■ Direction
Below are some records; repeat them all exactly, minus the pictures.

■ Dataset
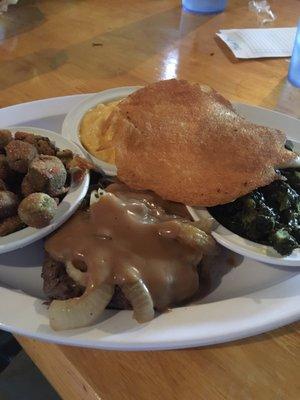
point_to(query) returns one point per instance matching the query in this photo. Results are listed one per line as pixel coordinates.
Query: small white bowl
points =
(244, 246)
(71, 124)
(66, 208)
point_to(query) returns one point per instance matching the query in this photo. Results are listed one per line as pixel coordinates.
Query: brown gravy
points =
(125, 237)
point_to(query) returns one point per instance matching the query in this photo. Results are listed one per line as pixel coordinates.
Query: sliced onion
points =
(77, 275)
(81, 311)
(140, 298)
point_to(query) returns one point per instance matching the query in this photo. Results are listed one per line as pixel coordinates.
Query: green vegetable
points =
(269, 215)
(283, 242)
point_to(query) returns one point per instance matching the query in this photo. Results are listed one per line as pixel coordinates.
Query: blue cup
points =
(294, 70)
(204, 6)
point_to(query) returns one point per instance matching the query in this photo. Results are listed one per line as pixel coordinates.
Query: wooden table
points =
(54, 48)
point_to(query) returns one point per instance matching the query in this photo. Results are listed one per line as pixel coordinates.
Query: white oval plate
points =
(71, 125)
(251, 298)
(65, 209)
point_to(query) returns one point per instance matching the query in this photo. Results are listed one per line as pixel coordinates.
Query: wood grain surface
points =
(61, 47)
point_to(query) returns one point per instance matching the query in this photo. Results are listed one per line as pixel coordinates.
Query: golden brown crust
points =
(186, 143)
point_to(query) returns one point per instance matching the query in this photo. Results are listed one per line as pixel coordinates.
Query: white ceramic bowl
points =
(244, 246)
(71, 125)
(66, 208)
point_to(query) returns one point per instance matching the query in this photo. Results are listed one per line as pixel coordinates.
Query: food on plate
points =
(132, 245)
(19, 155)
(10, 225)
(8, 203)
(94, 134)
(269, 215)
(37, 210)
(186, 143)
(34, 177)
(47, 174)
(42, 144)
(123, 240)
(5, 138)
(5, 171)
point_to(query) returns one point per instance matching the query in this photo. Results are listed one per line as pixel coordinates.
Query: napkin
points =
(257, 43)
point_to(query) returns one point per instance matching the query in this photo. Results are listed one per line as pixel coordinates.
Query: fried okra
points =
(19, 155)
(47, 174)
(42, 144)
(8, 204)
(37, 210)
(5, 137)
(11, 225)
(5, 171)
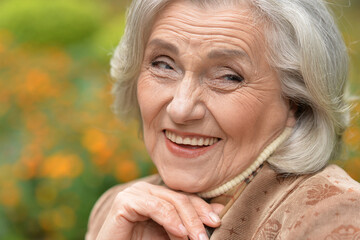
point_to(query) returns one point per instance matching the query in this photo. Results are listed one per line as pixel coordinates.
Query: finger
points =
(185, 209)
(173, 237)
(217, 207)
(208, 215)
(128, 209)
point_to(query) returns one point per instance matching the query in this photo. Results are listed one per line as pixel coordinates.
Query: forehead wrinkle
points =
(157, 42)
(228, 53)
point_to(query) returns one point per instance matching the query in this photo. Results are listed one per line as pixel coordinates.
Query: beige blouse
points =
(325, 205)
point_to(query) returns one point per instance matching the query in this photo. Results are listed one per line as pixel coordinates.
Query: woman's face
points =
(209, 100)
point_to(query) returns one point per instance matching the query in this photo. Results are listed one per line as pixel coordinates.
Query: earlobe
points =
(291, 120)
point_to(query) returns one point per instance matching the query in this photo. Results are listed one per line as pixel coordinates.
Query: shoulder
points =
(102, 206)
(324, 205)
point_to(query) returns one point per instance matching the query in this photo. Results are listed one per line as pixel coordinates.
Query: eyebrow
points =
(217, 53)
(221, 53)
(164, 44)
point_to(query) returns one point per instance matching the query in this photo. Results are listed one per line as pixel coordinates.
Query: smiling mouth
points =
(190, 142)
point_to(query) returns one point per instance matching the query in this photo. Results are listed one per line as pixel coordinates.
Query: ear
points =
(291, 120)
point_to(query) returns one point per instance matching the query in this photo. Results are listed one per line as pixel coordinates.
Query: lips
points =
(188, 145)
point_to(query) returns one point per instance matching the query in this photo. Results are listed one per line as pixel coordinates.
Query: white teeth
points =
(187, 141)
(200, 141)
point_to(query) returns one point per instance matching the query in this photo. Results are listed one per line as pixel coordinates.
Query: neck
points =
(264, 155)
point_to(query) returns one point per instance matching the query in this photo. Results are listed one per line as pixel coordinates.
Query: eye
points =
(161, 65)
(233, 77)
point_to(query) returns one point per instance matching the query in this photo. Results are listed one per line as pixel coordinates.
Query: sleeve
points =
(103, 205)
(337, 217)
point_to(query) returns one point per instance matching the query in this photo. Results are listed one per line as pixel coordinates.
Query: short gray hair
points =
(305, 47)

■ Expected answer
point_to(query) returns one point per instance matching the query in this photo. Results are listed one per line as pixel coordinates.
Query: small white bowl
points =
(244, 246)
(71, 124)
(66, 208)
point_to(query) returns one point per instance matching the query in this photo. Results are listed one per line as pixel coordinates.
Query: brown gravy
points =
(125, 237)
point_to(query) returns one point per instance matching the query in this photo. Results are listed one per line as pixel coordinates.
Query: sliced onion
points =
(77, 275)
(81, 311)
(140, 298)
point_to(query) returns one point per instance matching the query in this photo. Results are listed one per line as pixel coordinates.
Query: green vegetable
points =
(269, 215)
(283, 242)
point_to(query) returns one point per instance matching the query in this photo. Results are listed one per line as pixel coordinates.
Query: blue cup
points =
(294, 70)
(204, 6)
point_to(query) returns one point per instance matching the query in this photo. Results are listed one per line as pixel coordinates.
Query: wooden table
points =
(54, 48)
point_to(query) returns one point per instance matching the query in this photo. Results are listed one per line as pixel coordinates.
Query: white oval plate
points =
(71, 125)
(251, 298)
(65, 209)
point_to(query) returns one point per instance matching the query in this photo. Results are listed one per line as pixel coordinates.
Query: wood grain surface
points =
(61, 47)
point_to(query) returns one point per instance matching the query in this photo. Results are listed one per line as pixel coordinates.
Query: golden brown crust
points =
(186, 143)
point_to(query) returns one point per instance matching the query in this photo. Results are listed one per line as pixel coordinates.
Query: white ceramic bowl
points =
(244, 246)
(71, 125)
(66, 208)
point_to(query) returns one point per instance matching the query in this photo. Results are listed one per line as pixel coordinates.
Query: food on plate
points =
(132, 245)
(19, 155)
(10, 225)
(8, 203)
(94, 134)
(269, 215)
(37, 210)
(186, 143)
(34, 177)
(47, 174)
(42, 144)
(123, 240)
(5, 138)
(5, 171)
point_to(query) returns one point per instance matching the query in this photo. Results are listed one per line as pixel coordinates.
Query: napkin
points =
(257, 43)
point_to(query) returns one point per instance matching the query in this photo. Results are listed one per line as pixel coordinates.
Query: fried okra
points =
(19, 155)
(47, 174)
(42, 144)
(8, 204)
(37, 210)
(5, 137)
(11, 225)
(5, 171)
point_to(query) returns one point per instance matching the query in this photo. Results are listed one per line as pixel coordinates.
Query: finger
points =
(185, 209)
(173, 237)
(217, 207)
(208, 215)
(128, 209)
point_to(query) returns one point per instance matching the query in this photo. Results are listed one per line as pixel coordinates.
Query: forehead wrinkle
points =
(157, 42)
(228, 53)
point_to(query) returns one point per instance matching the query in this photo. Results are listed one per line as pixel coordinates.
Query: beige blouse
points =
(325, 205)
point_to(query) returns one point per instance matching the query in this photo. Results are listed one per line as pixel coordinates.
Query: woman's face
points =
(209, 100)
point_to(query) returns one point per instance matching the query in this photo. Results are listed one per line as pixel coordinates.
Query: earlobe
points =
(291, 120)
point_to(query) returns one point per instance matching the query in this photo. Results are listed one per line as pixel coordinates.
Query: shoulder
points =
(102, 206)
(324, 205)
point_to(query) returns one point per instance matching the query in this photo. Results are listed one per line as pixel coordinates.
Query: eyebrow
points =
(217, 53)
(221, 53)
(164, 44)
point_to(query) returns one point per instance matching the query in this photo. Results are listed one per line as pixel coordinates.
Query: smiling mouth
points =
(190, 142)
point_to(query) returns one point per instance matching the query in this photo. Results are listed one per line as pixel coordinates.
Query: ear
points =
(291, 120)
point_to(query) returns one point per instance matching the query in this photo. Results are listed one per line as pixel coordinates.
Query: lips
points =
(188, 145)
point_to(query) returns one point per instance matching the query in this photo. Results are listed one per line as pixel coordinates.
Query: white teeth
points =
(187, 141)
(200, 141)
point_to(query) returns one point per instance matching the query in this photo. Results are listed one per line as pixel coordinates.
Query: neck
points =
(264, 155)
point_to(query) returns one point per instance matching the query in this photo. Results are listed one per line as pixel coordinates.
Query: eye
points =
(161, 65)
(233, 77)
point_to(query) returns one point per instance matching the query in this photo. Results are listed one per line as pixel coordinates.
Query: sleeve
points =
(103, 205)
(337, 217)
point_to(query) returns one point per instance matching the query in this photo. Results are listed one per line as pixel coordinates.
Query: short gray hair
points =
(305, 47)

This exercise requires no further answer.